— Start —

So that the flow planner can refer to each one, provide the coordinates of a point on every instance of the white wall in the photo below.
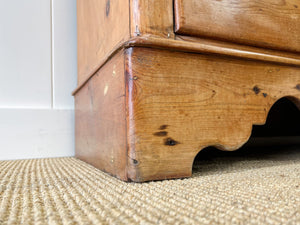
(38, 70)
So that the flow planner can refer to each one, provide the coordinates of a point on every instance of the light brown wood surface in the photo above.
(152, 18)
(179, 103)
(101, 25)
(196, 45)
(101, 120)
(265, 23)
(149, 100)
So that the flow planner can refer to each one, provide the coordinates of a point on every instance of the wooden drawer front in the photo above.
(265, 23)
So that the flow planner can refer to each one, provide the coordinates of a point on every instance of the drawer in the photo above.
(264, 23)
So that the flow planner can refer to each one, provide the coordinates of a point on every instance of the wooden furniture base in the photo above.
(147, 112)
(158, 81)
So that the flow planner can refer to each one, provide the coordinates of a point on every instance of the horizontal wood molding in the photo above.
(194, 45)
(265, 23)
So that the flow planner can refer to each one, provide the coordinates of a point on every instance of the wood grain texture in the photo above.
(101, 120)
(179, 103)
(101, 25)
(152, 18)
(196, 45)
(265, 23)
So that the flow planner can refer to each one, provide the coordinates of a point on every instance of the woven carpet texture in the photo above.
(250, 187)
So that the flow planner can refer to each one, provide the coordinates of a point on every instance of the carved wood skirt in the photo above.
(152, 106)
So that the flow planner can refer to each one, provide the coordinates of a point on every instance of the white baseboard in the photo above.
(36, 133)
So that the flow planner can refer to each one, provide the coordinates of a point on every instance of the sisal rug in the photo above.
(243, 187)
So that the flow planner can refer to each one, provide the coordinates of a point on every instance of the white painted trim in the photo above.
(36, 133)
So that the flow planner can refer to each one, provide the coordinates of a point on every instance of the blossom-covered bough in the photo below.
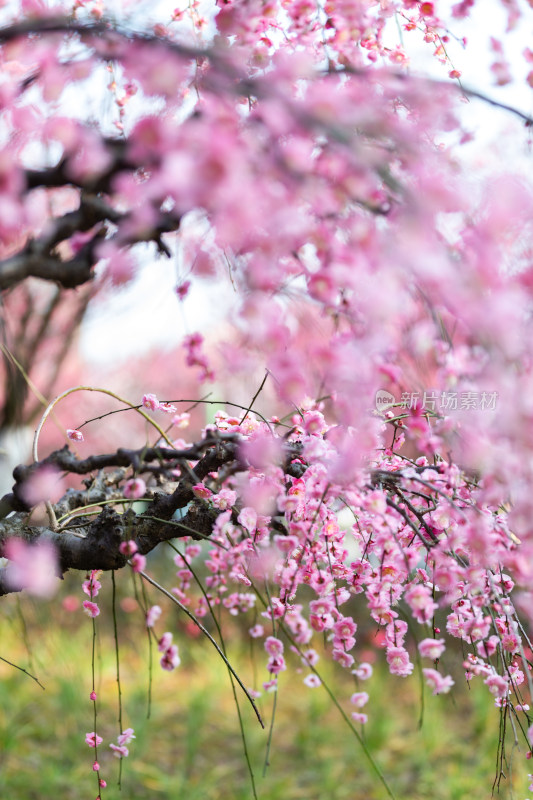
(284, 147)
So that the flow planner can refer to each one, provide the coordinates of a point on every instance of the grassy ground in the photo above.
(192, 747)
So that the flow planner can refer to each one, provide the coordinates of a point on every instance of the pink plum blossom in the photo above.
(92, 739)
(150, 401)
(91, 609)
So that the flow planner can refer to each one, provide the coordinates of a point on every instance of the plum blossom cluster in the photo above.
(325, 185)
(407, 539)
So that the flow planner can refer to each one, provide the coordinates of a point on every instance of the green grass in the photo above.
(191, 746)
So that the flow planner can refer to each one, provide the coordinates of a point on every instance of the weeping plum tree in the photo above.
(384, 291)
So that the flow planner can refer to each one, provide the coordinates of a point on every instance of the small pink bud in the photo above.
(128, 548)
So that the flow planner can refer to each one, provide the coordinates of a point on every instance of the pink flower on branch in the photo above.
(92, 739)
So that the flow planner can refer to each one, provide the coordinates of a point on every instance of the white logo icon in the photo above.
(384, 400)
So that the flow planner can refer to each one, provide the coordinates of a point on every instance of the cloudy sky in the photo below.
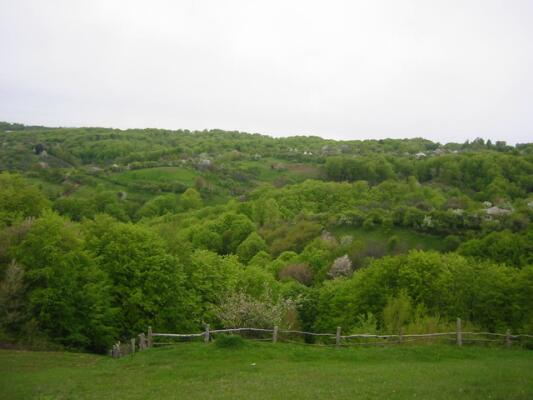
(447, 70)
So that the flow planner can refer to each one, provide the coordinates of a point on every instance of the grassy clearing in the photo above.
(160, 174)
(408, 239)
(266, 371)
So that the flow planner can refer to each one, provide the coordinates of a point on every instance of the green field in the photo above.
(407, 239)
(267, 371)
(160, 174)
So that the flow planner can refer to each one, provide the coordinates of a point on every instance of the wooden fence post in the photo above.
(150, 337)
(459, 333)
(142, 343)
(206, 334)
(508, 340)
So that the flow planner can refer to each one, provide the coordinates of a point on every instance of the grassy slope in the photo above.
(195, 370)
(408, 239)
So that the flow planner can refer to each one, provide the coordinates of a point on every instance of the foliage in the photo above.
(104, 232)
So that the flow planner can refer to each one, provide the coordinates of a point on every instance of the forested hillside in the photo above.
(104, 232)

— End —

(THE REQUEST): Output every entry exactly as given; pictures are not part of the copy.

(TASK ANSWER):
So that the flow planner can refer to each one, provide the coordinates of a point on every instance of the white wall in the photo below.
(38, 70)
So that the flow planner can refer to each one, provide the coordinates of a point on every instance of the light brown wood surface in the photo above.
(152, 18)
(179, 103)
(101, 25)
(196, 45)
(101, 120)
(265, 23)
(149, 100)
So that the flow planner can refer to each one, provide the coordinates of a point on every instance of the wooden drawer front in the photo above.
(265, 23)
So that the flow planner can refer to each one, provide the coordinates of a point on every instance of the drawer in the photo above.
(264, 23)
So that the flow planner can refer to each one, provide the coordinates of a point on every instance of the wooden furniture base in the photo above.
(147, 112)
(158, 81)
So that the flow planner can refer to each one, provide the coordinates of a point on every instance of the horizontal wood molding in the photo above.
(194, 45)
(265, 23)
So that the flow planner can refer to each one, provide the coordinates of a point on every instance of the wood grain texture in the photo above.
(101, 120)
(179, 103)
(101, 25)
(152, 18)
(196, 45)
(265, 23)
So that the flow planner can refer to each one, provide the coordinates of a point on every instance of the woven carpet texture in the photo above.
(250, 187)
So that the flow planner can refer to each one, provide the coordinates of a point on every instance of the carved wood skirt in the photo above.
(152, 106)
So that the flow planner can refer to each one, provide the coordinates of a point on every instance of the white baseboard in the photo above.
(36, 133)
So that the flow planner can refer to each one, provide the coordinates of a point on every instance of the sisal rug in the photo above.
(243, 187)
So that the flow planner can refer to each one, provide the coordinates of a point on every instance of the white painted trim in the photo above.
(36, 133)
So that the flow planner can refer to each one, provide the coordinates of a point on every instance of the blossom-covered bough in the photo below.
(284, 147)
So that the flow planner can refer to each one, provide the coordinates of a point on every instance of the grassy ground in the photo above.
(192, 747)
So that the flow planner can refer to each one, provide the coordinates of a point on every instance of the pink plum blossom in the photo above.
(92, 739)
(150, 401)
(91, 609)
So that the flow planner can refer to each one, provide the coordinates of a point on every instance of the plum blossom cluster in the photo above.
(325, 185)
(407, 539)
So that the flow planner can refer to each one, provide the coordinates of a point on every instance of the green grass in the photo above.
(191, 746)
So that the flow planner can refer to each one, provide the coordinates of a point on every instance of the weeping plum tree in the photo above.
(384, 291)
So that the flow planner can refer to each one, provide the coordinates of a point on every instance of the small pink bud in the photo above.
(128, 548)
So that the flow planner can refer to each one, provide the coordinates of a point on every instance of the pink flower on branch in the photo above.
(92, 739)
So that the flow planner can refer to each one, provide the coordinates of a point on every instance of the white logo icon in the photo above.
(384, 400)
So that the flow planner can refer to each one, provide the coordinates of a point on every instance of the cloudy sky in the photo below.
(447, 70)
So that the flow planner can refer to each one, provide the coordinates of a point on every instance of the grassy clearing in the photo above.
(160, 174)
(408, 239)
(266, 371)
So that the flow planner can refer to each one, provide the coordinates of a point on every instance of the green field in the photo above.
(407, 239)
(267, 371)
(160, 174)
So that the flow planner can refer to each one, provide the coordinates of a point on every instance of the wooden fence post in the photo above.
(150, 337)
(459, 333)
(142, 343)
(206, 334)
(508, 340)
So that the flow planner can refer to each one, provide the coordinates of a point on every instance of the grassy slope in the photo above.
(195, 370)
(408, 239)
So that the flow planner can refer to each one, provide the coordinates of a point on every instance of the foliage in the photo above.
(104, 232)
So that the flow planner can refer to each one, provide the coordinates of a point on every instance of the forested hillside in the photo above.
(104, 232)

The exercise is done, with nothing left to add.